**WHAT IS ASKED**
Please decide whether each of these statements agrees with the Facebook privacy article, giving yes or no and quoting the exact words from the article that settle it. 1. Facebook described the leaks as intentional. 2. User IDs can be used to find users' names and gender. 3. Mike Vernal is a Facebook engineer.

**SOURCE PASSAGE**
----------

NEW YORK — The latest Facebook privacy fiasco shows that the world's largest online social hub is having a hard time putting this thorny issue behind it even as it continues to attract users and become indispensable to many of them.
The Wall Street Journal reported Monday that several popular Facebook applications have been transmitting users' personal identifying information to dozens of advertising and Internet tracking companies.
Facebook said it is working to fix the problem, and was quick to point out that the leaks were not intentional, but a consequence of basic Web mechanisms.
"In most cases, developers did not intend to pass this information, but did so because of the technical details of how browsers work," said Mike Vernal, a Facebook engineer, in a blog post Monday.
In a statement, Facebook said there is "no evidence that any personal information was misused or even collected as a result of this issue."
Even so, some privacy advocates said it's problematic that the information was leaked at all, regardless of what happened to it. Facebook needs its users to trust it with their data because if they don't, they won't use the site to share as much as they do now.
"Facebook has been assuring users for a very long time that their personal information will not be available to advertisers," said Marc Rotenberg, executive director of the Washington-based Electronic Privacy Information Center.
At issue are user IDs, the unique identifier tied to every person on Facebook. These IDs can be used to find users' names, gender and any information they've made visible to "everyone" on the Internet through their privacy settings.
"It's their entire friends' lists, their likes, their biographical information," Rotenberg said. "Facebook gets access to it and now it's leaking out to advertisers."
The Journal said these IDs could be included in the "referers" that websites send to other sites to tell them where the user came from. Normally, these wouldn't tell the sites who these users are. But that becomes possible when the referers include a person's social network ID.

----------

Rows from a segmentation dataset:
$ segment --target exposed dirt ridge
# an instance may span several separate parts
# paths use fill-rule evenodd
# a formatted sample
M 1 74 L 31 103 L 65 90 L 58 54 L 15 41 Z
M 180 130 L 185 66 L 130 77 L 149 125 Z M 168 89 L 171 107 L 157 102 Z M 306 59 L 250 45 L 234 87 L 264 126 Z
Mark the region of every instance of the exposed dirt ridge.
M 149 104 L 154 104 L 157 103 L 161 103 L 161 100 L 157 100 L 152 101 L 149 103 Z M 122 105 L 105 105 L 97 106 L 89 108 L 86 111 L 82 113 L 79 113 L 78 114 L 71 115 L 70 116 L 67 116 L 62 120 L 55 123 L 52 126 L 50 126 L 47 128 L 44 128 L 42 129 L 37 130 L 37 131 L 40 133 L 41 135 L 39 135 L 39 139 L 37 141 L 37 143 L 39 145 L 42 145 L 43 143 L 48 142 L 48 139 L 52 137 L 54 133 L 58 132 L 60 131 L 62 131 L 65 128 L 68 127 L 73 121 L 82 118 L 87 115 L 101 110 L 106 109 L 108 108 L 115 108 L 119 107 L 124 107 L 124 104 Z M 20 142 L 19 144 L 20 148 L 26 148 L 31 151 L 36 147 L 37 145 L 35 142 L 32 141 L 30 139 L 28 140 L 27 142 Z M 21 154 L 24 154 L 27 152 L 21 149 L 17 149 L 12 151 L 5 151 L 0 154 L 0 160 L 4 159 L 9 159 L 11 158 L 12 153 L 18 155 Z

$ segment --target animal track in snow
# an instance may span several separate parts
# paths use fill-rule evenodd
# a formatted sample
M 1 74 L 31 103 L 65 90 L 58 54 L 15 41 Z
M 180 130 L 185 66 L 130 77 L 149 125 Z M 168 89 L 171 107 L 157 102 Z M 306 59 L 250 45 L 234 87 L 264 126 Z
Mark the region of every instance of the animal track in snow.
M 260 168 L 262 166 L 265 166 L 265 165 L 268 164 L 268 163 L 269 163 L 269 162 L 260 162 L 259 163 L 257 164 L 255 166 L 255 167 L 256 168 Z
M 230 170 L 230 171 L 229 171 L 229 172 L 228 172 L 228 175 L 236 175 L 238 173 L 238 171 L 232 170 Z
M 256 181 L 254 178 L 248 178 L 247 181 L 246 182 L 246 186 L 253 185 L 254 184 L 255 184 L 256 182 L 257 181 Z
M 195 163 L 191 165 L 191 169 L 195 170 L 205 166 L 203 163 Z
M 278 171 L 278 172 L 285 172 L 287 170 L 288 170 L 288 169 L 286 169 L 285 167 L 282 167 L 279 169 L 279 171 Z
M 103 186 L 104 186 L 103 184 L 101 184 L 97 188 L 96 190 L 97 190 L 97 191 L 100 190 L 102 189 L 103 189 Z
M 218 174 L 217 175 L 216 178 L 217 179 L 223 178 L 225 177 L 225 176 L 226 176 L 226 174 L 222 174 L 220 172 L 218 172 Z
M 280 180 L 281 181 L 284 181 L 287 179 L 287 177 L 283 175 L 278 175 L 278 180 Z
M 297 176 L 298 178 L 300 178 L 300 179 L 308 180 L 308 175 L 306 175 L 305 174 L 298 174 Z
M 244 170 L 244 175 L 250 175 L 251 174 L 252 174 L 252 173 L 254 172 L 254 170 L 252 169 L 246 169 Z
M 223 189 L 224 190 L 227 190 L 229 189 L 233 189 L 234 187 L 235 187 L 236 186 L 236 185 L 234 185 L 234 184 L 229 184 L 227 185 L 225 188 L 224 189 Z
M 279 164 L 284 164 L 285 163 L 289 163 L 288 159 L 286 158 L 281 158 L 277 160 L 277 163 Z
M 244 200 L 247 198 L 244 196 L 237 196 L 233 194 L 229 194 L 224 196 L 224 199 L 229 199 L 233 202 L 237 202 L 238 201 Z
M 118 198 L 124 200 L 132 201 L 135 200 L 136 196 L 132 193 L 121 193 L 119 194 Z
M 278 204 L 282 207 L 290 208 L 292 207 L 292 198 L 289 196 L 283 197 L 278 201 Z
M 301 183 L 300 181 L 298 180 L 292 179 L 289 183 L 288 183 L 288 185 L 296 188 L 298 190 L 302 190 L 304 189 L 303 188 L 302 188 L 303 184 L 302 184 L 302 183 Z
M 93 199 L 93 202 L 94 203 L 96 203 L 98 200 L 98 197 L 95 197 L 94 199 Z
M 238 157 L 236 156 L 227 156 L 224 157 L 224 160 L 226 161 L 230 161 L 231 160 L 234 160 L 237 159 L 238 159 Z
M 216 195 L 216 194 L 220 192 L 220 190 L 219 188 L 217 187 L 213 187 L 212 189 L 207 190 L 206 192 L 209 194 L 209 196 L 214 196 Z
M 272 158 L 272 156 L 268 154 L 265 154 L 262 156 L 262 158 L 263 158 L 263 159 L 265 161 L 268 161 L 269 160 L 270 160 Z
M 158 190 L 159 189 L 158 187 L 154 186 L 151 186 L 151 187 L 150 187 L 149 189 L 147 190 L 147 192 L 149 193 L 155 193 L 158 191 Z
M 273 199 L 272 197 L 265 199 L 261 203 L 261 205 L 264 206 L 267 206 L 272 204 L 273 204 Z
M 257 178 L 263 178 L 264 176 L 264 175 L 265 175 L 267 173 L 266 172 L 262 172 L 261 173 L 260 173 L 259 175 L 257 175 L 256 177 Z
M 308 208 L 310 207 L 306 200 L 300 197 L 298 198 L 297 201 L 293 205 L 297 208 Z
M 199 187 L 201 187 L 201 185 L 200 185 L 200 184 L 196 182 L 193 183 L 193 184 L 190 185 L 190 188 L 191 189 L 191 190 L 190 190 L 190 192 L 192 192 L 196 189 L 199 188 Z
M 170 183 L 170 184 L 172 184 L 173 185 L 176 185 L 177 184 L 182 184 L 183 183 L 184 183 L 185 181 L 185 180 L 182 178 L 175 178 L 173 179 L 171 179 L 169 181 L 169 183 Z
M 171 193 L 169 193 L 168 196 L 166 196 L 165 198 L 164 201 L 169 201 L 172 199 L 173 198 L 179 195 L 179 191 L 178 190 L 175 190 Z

----------

**TASK RESPONSE**
1. No: "the leaks were not intentional"
2. Yes: "These IDs can be used to find users' names, gender"
3. Yes: "said Mike Vernal, a Facebook engineer"